_Dataset:_
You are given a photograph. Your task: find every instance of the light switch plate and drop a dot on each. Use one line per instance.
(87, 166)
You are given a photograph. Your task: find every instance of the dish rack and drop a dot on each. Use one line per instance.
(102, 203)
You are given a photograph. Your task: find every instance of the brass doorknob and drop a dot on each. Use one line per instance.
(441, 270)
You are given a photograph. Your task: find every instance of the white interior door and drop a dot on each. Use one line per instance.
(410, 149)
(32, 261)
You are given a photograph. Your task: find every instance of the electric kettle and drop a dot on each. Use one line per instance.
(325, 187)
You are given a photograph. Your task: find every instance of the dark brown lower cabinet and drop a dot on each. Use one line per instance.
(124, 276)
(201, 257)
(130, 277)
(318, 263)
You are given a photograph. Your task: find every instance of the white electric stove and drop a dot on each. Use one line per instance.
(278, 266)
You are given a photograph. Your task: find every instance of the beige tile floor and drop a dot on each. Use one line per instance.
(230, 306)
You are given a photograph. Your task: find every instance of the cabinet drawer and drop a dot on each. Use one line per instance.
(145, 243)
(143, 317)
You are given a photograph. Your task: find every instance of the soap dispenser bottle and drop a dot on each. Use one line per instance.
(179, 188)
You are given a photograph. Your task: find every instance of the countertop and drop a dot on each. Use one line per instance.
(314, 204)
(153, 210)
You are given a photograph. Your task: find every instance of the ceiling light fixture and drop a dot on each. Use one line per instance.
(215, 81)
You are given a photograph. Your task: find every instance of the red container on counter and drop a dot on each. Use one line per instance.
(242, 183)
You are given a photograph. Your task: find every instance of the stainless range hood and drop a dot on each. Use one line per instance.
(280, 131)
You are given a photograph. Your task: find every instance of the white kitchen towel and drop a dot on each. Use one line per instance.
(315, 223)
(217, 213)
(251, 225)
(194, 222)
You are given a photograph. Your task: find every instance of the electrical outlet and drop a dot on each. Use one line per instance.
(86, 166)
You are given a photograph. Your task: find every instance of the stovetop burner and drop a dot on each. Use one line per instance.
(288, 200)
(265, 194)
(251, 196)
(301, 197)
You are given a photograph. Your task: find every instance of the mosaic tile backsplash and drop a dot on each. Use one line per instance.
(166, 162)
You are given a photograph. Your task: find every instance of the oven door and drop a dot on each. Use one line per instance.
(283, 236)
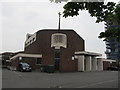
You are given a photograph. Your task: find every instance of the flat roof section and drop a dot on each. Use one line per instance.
(87, 53)
(27, 55)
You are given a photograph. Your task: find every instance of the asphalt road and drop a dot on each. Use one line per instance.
(36, 79)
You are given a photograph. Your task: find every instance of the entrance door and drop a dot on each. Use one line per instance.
(57, 59)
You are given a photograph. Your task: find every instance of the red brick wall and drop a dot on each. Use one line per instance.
(43, 46)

_Task goal:_
Scale the point coordinates in everything from the line containing "of the flat" down to the end of the records by multiplying them by 2.55 and rounding to whole numbers, with halves rounded up. Write out only those lines again, requests included.

_Result of this exercise:_
You are given a photograph. Your task: find every instance of the flat roof section and drop a dot on each. Use one line per instance.
(222, 135)
(69, 140)
You are given a photograph. Your task: find every instance of the asphalt road and drop a dot on each. Use one line per instance.
(92, 201)
You are given a photograph. Your task: find every instance of the entrance door and drop a dot on each. Use one line per instance.
(145, 150)
You are given a photograph. Your task: find every instance of the red brick wall and drop a dot on each. Use one line per instance.
(110, 117)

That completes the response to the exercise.